═════ EXTRAIT DU DOCUMENT

Interviewer : Fara Pohu
Lieu : Bordeaux
Date : 13 mars 2014

Présentation

Dans le cadre de la collecte de témoignages oraux auprès des défenseurs de l’accueil et des droits des personnes migrantes, un entretien avec Mr Quoc Cong Nguyên (AFVBA), avait été réalisé le 13 mars 2014, à Bordeaux. Vous trouverez un résumé de cet entretien sur cette page, ainsi qu’une retranscription intégrale en cliquant sur bouton ci-dessous. 

Retranscription intégrale

 

Résumé de l’interview

Je suis issu d’une famille de Mandarins qui est arrivée en France en 51 pour des raisons politiques : mon père était dans le cabinet de l’empereur.

QUOC CUONG NGUYÊN – Je suis issu d’une famille de Mandarins qui est arrivée en France en 51 pour des raisons politiques : mon père était dans le cabinet de l’empereur. Et mon grand-père était le dernier premier ministre de la Cour d’Annam. Nous sommes arrivés avec toute la famille à Cannes où mon père était affecté auprès de l’impératrice d’Annam et de ses enfants. On est restés à Cannes jusqu’à la défaite de Diên Biên Phu. L’empereur a été déposé et mon père a perdu son boulot. Il s’est réinséré dans l’administration française. Il enseignait le français et vietnamien dans divers lycées de banlieues parisiennes. Et il a terminé sa carrière administrative rue de Grenelle au ministère de l’éducation nationale.

FARA POHU – Vous gardez quels souvenirs, vous, de cette période de la petite enfance à Cannes ?

Vraiment une jeunesse insouciante. On a vécu heureux jusqu’à ce que la vie nous oblige à trouver une autre voie car on n’était pas destinés à rester en France. Après 55-56, on s’est installés à Paris où mon père a trouvé du travail. Ma mère a tenu une librairie rue Jussieu. Et tous les enfants – nous sommes quatre enfants, les trois aînés nés au Vietnam et la dernière née à Cannes – ont fait leurs études à Paris. J’ai  fait des études littéraires à la Sorbonne, puis je suis rentré à Sciences Po Paris en section économique et financière. Et ensuite j’ai travaillé dans l’industrie où j’ai évolué sur des fonctions de contrôle de gestion et de finance. Et de poste en poste, je suis arrivé jusqu’à la direction générale d’une société. Et sur les vingt dernières années de ma vie professionnelle, j’étais un dirigeant mercenaire, qu’on louait pour un mandat de trois ou cinq ans pour régler les difficultés des entreprises qui les rencontraient. Et j’étais spécialisé dans l’international. J’ai pu beaucoup voyager dans le monde entier et surtout en Asie.

══════════

**CONSIGNES**
**a)** D'après l'entretien, dans quelle rue la mère de l'interviewé a-t-elle tenu une librairie ?
**b)** Prolongez l'entretien en poursuivant le récit après sa dernière phrase.
Les données n'interviennent pas ici.

═════ JEU DE DONNÉES

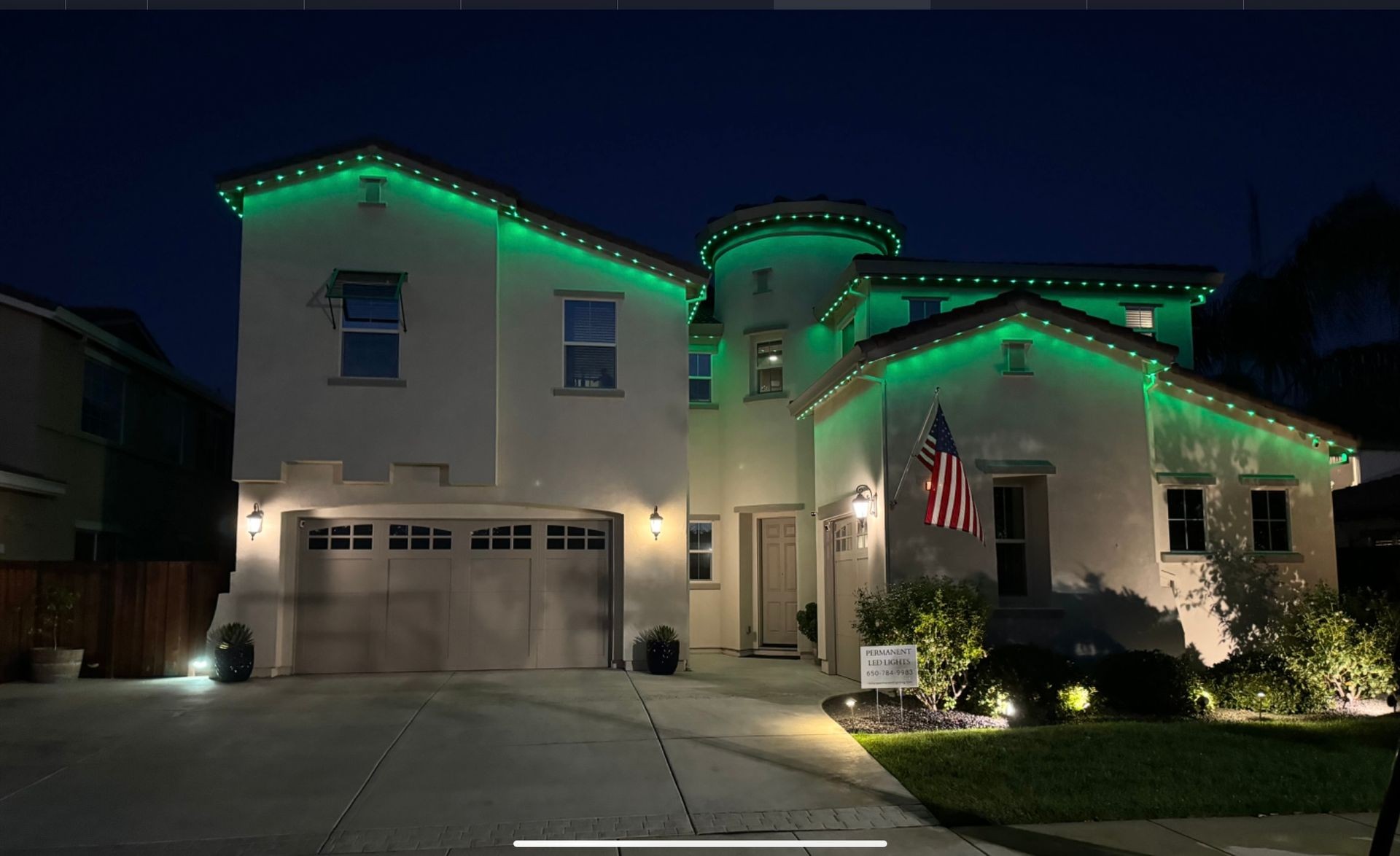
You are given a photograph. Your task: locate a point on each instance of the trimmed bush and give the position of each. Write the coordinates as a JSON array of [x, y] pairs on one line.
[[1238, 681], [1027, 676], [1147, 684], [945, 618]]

══════════
═════ JEU DE DONNÉES

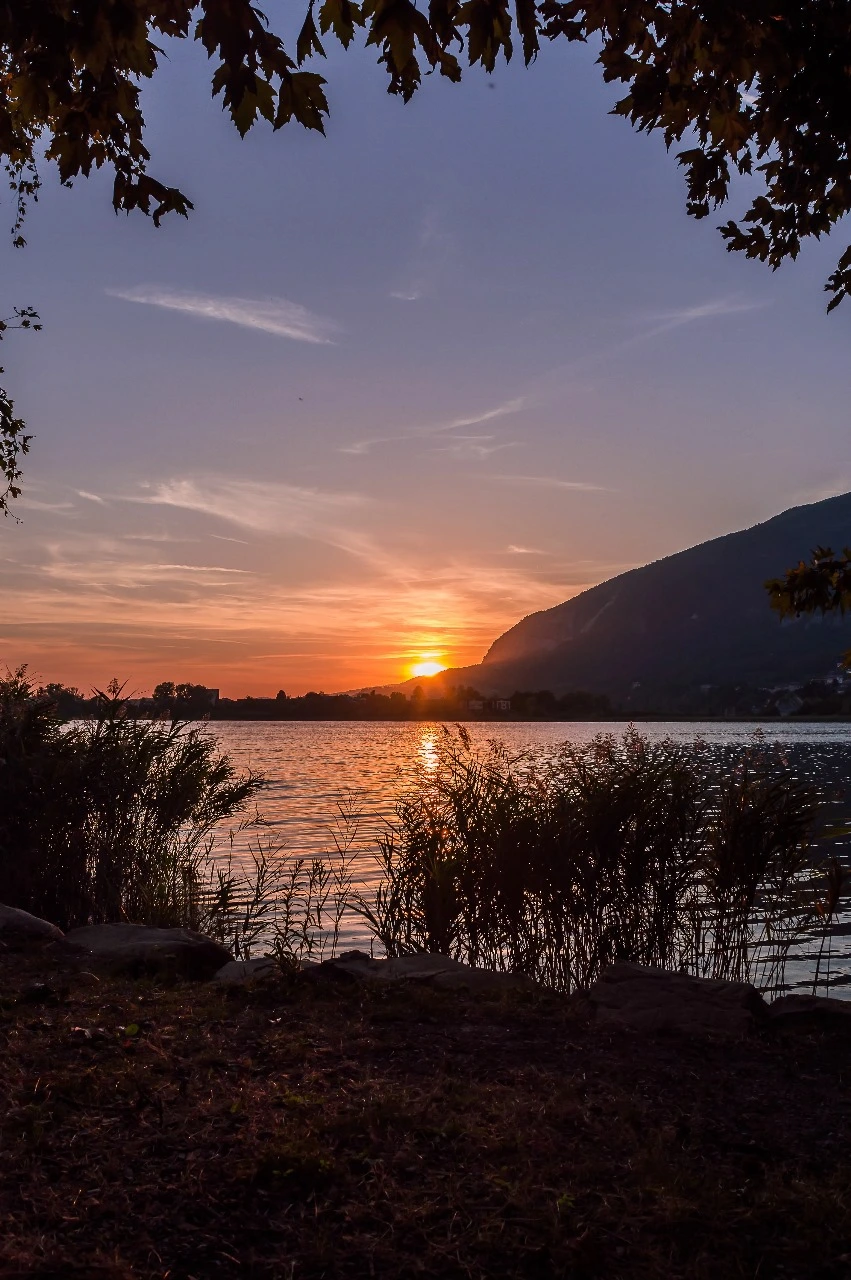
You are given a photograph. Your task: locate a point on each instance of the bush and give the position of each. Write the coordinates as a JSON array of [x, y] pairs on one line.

══════════
═════ JEU DE DONNÉES

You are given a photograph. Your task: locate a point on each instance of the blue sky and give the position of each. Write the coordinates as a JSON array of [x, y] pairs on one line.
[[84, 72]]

══════════

**RÉPONSES FOURNIES**
**a)** Rue Jussieu, à Paris.

**b)**
A cette époque-là, est-ce que vous aviez des contacts avec la communauté vietnamienne mise à part votre famille ?

Oui parce qu’étudiants, on se voyait entre nous. On jouait au foot ou on faisait de la musique ensemble. Mais ce n’était pas politique. A l’époque, dans les années 60, toutes les asso étudiantes étaient pro-communistes. Issu d’une famille aristocrate, on était pas vraiment contre : il suffit d’envoyer vos enfants faire des études en France pour qu’ils deviennent communistes. D’autant plus que les associations d’étudiants étaient vraiment à fond polarisées contre la guerre au Vietnam. On ne pouvait pas être hostiles à de tels mouvements. On avait les idées des Français de gauche de notre génération. Mais on ne militait pas. 

Je précise tout le temps : je préside une association franco-vietnamienne. Il n’y a aucune visée communautariste.

Donc, à quel moment vous vous rapprochez des mouvements de sensibilisation à la culture vietnamienne ?

C’est quand je suis arrivé en Aquitaine. J’avais déjà cinquante ans quand j’ai été mis en contact avec des Français d’origine vietnamienne. D’ailleurs, je précise tout le temps : je préside une association franco-vietnamienne. Il n’y a aucune visée communautariste. Et je crois que nous sommes la seule association franco-vietnamienne de France. Les autres se réfèrent toujours à une communauté. Cela explique que des Français de souche ou des Vietnamiens devenus Français – c’est un choix, ils auraient pu reprendre leur nationalité vietnamienne – nous rejoignent. On donne des cours de vietnamien aux Français et aux enfants de couples mixtes. On organise des manifestations culturelles pour mieux faire connaître le Vietnam d’avant et de maintenant. Et c’est à ce titre qu’on est aussi en contact avec d’autres associations qui représentent les autres branches de la diversité et qu’on a adhéré au RAHMI. Cest très particulier. Ce n’est pas militant non plus, sauf sur le plan culturel. Par exemple, nous préférons ne pas recevoir de subventions de l’ambassade du Vietnam plutôt que d’être contraints à programmer certains artistes. Donc nous finançons tout nous-mêmes par les cotisations des membres. Quand on fait des manifestations, parfois la mairie de Bordeaux nous aide, et les autres associations avec qui on le fait comme le RAHMI ou l’ALIFS. 

Comment vous avez été amené à devenir président de cette association ?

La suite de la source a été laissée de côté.